### Source excerpt
BEGIN

On Jan 8, 4:40*pm, "benick" wrote:
"Robert Macy" wrote in message

...





how to repaire [and prevent future cracking] WITHOUT adding a big LUMP
to the seam?


The wall run is around 60 feet and 10 feet tall. the junction right in
the middle is wanting to crack. Trying to keep from forming lumps on
the wall, I cut down, used paper tape with a layer of mud under and a
layer on top. [Many may remember the problems I had posted earlier. I
tried to wet the tape first thinking of wall paper and how that
shrinks to fit, but wetting CAUSED the paper to 'slide' as it dried
and thus a crack, so in response I took all that out and did it again
with dry paper tape, which did work better. Only had the tiniest of
hairline crack form all summer long only about four feet of run on the
wall only.]


Well this winter as we isolated that section of the house - meaning
cooler temperatures and probably contracting drywall sheets, the
crack(s) opened up with a vengence! I mean over 3 mil separation!, but
worse the crack is the full floor to ceiling AND even now goes up
along a ceiling section which I never had trouble with before. I
suspect in the heat of the summer the crack will close back up, too.


Yes, I know houses change shape with time, but this seems too much to
be caused by 'settling'. My conjecture is is that this is more caused
by 'flexing'. Oh yeah, the seams are ON a stud(s), so there should be
no reason for movement there.


So, my question is
How do you repair/prevent cracking at drywall seams WITHOUT creating a
huge lump on the surface? I already have built up 1/8 inch thick to ++
on these stupid seams.

END

### Exercise inputs
BEGIN

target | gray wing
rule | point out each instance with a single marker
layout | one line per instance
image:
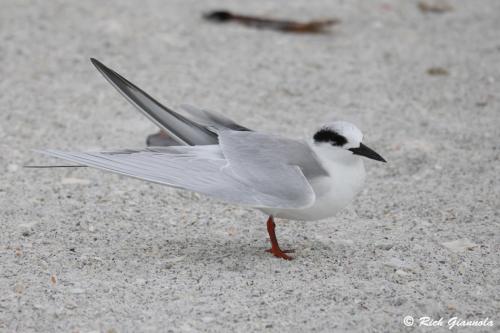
(246, 151)
(271, 164)
(202, 169)
(180, 128)
(211, 118)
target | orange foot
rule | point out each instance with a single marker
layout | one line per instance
(277, 252)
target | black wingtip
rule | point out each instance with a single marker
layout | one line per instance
(99, 65)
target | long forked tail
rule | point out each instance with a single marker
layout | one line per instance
(180, 128)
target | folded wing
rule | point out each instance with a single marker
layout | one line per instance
(202, 169)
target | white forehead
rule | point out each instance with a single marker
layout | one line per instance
(346, 129)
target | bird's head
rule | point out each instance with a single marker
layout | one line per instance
(344, 135)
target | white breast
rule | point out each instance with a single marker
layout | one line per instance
(333, 192)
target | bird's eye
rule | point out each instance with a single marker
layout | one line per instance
(329, 135)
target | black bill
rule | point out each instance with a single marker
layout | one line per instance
(363, 150)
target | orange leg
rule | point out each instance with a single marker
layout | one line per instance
(275, 248)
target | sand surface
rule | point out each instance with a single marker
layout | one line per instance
(86, 251)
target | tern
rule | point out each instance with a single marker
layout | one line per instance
(213, 155)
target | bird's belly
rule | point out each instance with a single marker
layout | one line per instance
(332, 195)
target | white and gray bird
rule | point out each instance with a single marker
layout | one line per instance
(213, 155)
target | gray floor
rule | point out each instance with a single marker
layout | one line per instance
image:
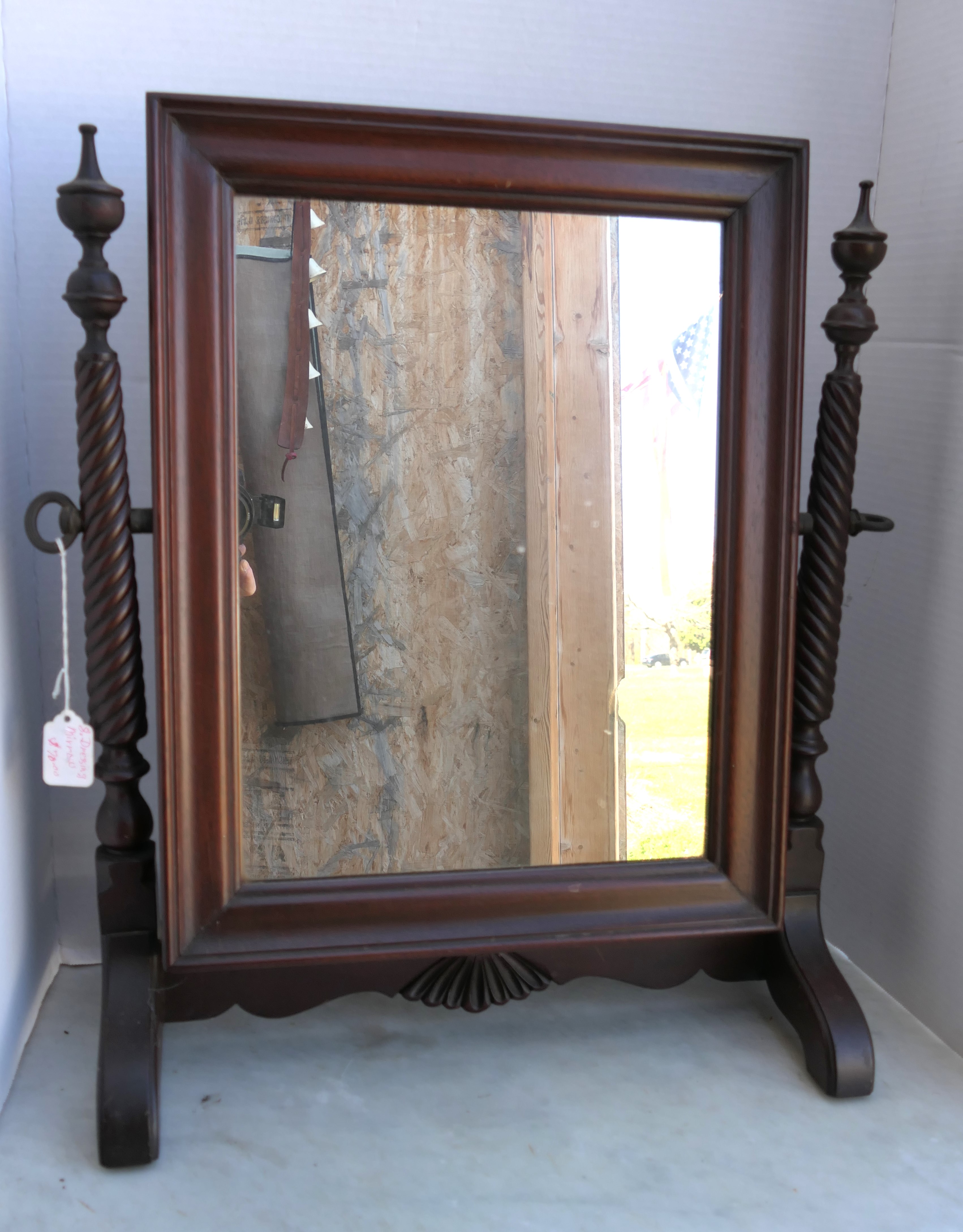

END

### Written tasks
[1] Do these statements agree with the drywall post? Answer yes or no for each, with the deciding words of the post quoted exactly: (a) The wall run is about 60 feet long. (b) Wetting the paper tape first gave a better result than using it dry. (c) The seams sit between studs rather than on them.
[2] Please change every "single marker" to "single dot" in the part of the records that opens with the line containing "target | tern" and runs through the end of the records, and write that part out again with nothing else altered. Leave the pictures out.
The text and the records have nothing to do with each other.

### The solutions
[1]
(a) Yes: "The wall run is around 60 feet and 10 feet tall."
(b) No: "wetting CAUSED the paper to 'slide' as it dried and thus a crack, so in response I took all that out and did it again with dry paper tape, which did work better."
(c) No: "the seams are ON a stud(s), so there should be no reason for movement there."

[2]
target | tern
rule | point out each instance with a single dot
layout | one line per instance
(213, 155)
target | bird's belly
rule | point out each instance with a single dot
layout | one line per instance
(332, 195)
target | white and gray bird
rule | point out each instance with a single dot
layout | one line per instance
(213, 155)
target | gray floor
rule | point out each instance with a single dot
layout | one line per instance
image:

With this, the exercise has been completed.